Doel A:
Waartoe is de asielstatushouder volgens het fragment over de handhaving van de WIN daarnaast ook verplicht?

Aangeleverd fragment:
****************

Artikel 5. Verantwoording

Het dagelijks bestuur informeert het algemeen bestuur periodiek over de uitvoering en de resultaten.

 

Artikel 6 Handhaving WIN

  • 1.

    De inburgeringsplichtige is verplicht om:

    • a.

      na de oproep te verschijnen bij de brede intake en hieraan mee te werken; en

    • b.

      de afspraken in het PIP na te komen, waaronder deelname aan voortgangsgesprekken en aan activiteiten in het kader van de MAP en het PVT.

  • 2.

    De asielstatushouder is daarnaast ook verplicht deel te nemen aan de taallessen en andere activiteiten van de gevolgde leerroute.

  • 3.

    Handhaving verplichtingen bij de brede intake:

    • a.

****************

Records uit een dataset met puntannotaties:

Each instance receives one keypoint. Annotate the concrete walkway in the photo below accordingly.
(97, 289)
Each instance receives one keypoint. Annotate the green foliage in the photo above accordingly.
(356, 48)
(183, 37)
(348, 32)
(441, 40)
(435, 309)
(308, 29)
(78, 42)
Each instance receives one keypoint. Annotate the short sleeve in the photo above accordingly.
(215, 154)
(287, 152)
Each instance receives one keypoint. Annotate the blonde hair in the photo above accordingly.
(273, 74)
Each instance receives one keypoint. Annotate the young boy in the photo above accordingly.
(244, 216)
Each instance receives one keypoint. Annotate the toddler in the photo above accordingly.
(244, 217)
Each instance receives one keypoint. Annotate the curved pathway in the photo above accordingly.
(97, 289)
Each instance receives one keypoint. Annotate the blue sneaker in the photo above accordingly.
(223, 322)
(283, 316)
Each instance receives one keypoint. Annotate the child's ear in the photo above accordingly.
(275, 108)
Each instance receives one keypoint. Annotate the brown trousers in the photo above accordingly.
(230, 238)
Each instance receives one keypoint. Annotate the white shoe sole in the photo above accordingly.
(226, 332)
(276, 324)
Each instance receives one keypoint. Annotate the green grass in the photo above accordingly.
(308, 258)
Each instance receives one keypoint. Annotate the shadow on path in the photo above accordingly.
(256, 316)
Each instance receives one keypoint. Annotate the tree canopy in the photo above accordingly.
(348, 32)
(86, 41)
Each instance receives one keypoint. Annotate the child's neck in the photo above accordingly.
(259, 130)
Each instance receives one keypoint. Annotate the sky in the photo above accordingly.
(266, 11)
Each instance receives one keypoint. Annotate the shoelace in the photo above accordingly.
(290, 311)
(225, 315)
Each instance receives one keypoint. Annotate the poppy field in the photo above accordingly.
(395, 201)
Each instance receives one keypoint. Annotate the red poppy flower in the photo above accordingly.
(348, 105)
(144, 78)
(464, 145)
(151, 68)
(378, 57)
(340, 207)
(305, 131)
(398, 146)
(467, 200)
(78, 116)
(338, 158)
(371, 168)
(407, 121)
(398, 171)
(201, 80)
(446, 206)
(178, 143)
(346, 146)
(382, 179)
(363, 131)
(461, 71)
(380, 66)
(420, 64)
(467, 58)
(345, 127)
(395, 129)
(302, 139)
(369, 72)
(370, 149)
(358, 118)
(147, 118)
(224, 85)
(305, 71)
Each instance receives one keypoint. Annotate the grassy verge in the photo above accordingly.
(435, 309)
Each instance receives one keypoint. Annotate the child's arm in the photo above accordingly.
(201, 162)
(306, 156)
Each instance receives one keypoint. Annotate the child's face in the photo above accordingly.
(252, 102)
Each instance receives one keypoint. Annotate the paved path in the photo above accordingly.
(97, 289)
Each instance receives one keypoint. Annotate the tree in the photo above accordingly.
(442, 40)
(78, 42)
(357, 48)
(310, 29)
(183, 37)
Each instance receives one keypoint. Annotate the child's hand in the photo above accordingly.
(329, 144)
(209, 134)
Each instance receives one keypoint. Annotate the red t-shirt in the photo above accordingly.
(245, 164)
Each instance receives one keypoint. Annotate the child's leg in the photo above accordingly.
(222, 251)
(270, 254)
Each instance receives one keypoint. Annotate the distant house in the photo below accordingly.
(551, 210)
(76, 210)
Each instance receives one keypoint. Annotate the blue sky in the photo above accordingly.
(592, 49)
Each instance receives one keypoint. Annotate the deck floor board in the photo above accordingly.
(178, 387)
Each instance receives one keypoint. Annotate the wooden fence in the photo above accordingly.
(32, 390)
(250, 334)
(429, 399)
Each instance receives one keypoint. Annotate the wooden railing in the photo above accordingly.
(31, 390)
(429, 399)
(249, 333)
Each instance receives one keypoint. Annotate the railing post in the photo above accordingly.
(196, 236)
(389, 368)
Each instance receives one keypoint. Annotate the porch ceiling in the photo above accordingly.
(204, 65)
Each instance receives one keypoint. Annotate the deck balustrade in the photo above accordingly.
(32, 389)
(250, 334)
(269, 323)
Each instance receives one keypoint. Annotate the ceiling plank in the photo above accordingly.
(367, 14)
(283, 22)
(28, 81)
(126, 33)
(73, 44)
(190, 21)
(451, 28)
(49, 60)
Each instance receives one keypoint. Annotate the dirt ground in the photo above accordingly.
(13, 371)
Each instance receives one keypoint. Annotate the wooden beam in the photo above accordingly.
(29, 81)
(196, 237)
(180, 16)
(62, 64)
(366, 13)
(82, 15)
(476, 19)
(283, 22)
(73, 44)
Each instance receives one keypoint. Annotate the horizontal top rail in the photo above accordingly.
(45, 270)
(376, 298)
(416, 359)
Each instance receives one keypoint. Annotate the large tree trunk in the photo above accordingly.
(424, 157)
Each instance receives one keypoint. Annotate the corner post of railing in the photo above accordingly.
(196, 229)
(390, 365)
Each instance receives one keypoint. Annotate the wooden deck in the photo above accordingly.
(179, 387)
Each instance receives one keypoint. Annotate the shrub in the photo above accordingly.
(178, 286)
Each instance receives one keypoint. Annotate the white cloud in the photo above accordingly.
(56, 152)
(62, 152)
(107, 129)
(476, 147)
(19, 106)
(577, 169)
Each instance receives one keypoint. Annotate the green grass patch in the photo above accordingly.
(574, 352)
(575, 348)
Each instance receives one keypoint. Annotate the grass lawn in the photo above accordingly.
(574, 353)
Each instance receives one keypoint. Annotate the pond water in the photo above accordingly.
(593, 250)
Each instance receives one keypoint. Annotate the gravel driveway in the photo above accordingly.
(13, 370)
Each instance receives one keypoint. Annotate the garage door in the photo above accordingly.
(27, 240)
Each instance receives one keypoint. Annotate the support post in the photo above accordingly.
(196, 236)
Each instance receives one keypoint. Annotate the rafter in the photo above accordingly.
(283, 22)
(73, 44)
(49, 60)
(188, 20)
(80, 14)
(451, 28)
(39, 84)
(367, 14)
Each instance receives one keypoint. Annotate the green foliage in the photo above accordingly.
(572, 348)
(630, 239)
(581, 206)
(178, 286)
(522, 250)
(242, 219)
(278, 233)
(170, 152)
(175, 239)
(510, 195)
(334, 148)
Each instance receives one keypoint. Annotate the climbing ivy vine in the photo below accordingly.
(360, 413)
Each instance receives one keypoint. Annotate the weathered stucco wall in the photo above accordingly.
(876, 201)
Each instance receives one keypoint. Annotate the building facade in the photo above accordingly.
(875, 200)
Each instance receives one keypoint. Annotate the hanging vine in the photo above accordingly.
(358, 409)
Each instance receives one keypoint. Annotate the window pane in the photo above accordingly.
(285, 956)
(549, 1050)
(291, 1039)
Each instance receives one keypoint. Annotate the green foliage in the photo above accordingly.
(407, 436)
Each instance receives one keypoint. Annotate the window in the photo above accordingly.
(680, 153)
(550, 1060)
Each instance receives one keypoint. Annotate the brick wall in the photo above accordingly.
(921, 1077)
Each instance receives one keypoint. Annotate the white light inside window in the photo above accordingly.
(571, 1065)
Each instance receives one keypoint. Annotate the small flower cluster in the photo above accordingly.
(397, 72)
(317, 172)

****************

Doel B:
Geef het aantal regels van de records waarin de tekenreeks "ceiling" voorkomt, met inachtneming van hoofdletters en kleine letters, en vermeld alleen dat getal.

Volledig antwoord A:
Deel te nemen aan de taallessen en andere activiteiten van de gevolgde leerroute.

Volledig antwoord B:
2